(Point localization data)

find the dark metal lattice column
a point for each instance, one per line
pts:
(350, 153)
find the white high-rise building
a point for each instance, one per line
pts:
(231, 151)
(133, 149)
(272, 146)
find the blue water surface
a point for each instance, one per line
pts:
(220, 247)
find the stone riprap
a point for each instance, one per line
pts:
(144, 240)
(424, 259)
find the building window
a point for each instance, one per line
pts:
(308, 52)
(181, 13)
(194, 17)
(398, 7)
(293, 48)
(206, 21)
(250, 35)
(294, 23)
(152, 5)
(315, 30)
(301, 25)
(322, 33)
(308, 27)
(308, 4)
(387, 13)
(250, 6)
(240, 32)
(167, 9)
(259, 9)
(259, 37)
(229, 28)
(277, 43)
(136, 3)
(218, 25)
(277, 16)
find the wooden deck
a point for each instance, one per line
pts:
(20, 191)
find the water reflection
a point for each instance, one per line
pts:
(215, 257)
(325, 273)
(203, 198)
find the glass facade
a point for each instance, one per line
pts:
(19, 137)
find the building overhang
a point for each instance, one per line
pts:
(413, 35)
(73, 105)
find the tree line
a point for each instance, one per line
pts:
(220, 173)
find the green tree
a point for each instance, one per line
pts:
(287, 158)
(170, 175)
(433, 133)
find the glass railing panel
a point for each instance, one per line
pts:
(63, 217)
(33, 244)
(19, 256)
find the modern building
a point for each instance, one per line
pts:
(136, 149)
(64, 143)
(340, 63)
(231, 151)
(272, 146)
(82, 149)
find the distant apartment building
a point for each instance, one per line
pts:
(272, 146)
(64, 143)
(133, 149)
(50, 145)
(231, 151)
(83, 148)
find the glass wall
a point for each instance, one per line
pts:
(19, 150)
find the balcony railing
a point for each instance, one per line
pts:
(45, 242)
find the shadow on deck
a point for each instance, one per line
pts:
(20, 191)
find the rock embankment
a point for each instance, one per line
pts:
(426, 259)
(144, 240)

- EXERCISE -
In this exercise, give every record above again exactly.

- TASK RESULT -
find the dark metal lattice column
a point for each instance, one per line
pts:
(350, 153)
find the white high-rise building
a point for each instance, one per line
pts:
(231, 151)
(133, 149)
(272, 146)
find the blue water surface
a point for each instance, one per line
pts:
(220, 247)
find the stone riprap
a point for each instance, one per line
pts:
(144, 240)
(424, 259)
find the building window
a point for each instance, one per line
pts:
(308, 52)
(181, 13)
(194, 17)
(398, 7)
(293, 48)
(206, 21)
(250, 35)
(294, 23)
(152, 5)
(315, 30)
(301, 25)
(322, 33)
(308, 27)
(308, 4)
(387, 13)
(250, 6)
(240, 32)
(167, 9)
(259, 9)
(259, 37)
(229, 28)
(277, 43)
(136, 3)
(218, 25)
(277, 16)
find the wooden deck
a point for each instance, one per line
pts:
(20, 191)
find the water reflection
a point for each instance, one per line
pts:
(215, 257)
(325, 273)
(203, 198)
find the glass facade
a point for each instance, one per line
pts:
(19, 137)
find the building overhang
a point for each instance, one per line
pts:
(413, 35)
(73, 105)
find the tree line
a point for each instance, one per line
pts:
(220, 173)
find the green tree
a point for each instance, one per line
pts:
(287, 158)
(170, 175)
(433, 133)
find the glass railing panel
a point for each instance, one per line
pts:
(63, 217)
(33, 244)
(19, 256)
find the modern building
a point for each instance, one per line
pts:
(136, 149)
(64, 143)
(340, 63)
(231, 151)
(272, 146)
(82, 149)
find the distant apartment building
a point for each instance, one per line
pts:
(272, 146)
(64, 143)
(133, 149)
(50, 145)
(231, 151)
(83, 148)
find the glass wall
a point for each instance, one per line
pts:
(19, 150)
find the balcony railing
a point for each instance, one per line
pts:
(45, 242)
find the shadow on deck
a point for each instance, one per line
pts:
(20, 191)
find the rock embankment
a point for each instance, one per line
pts:
(426, 259)
(144, 240)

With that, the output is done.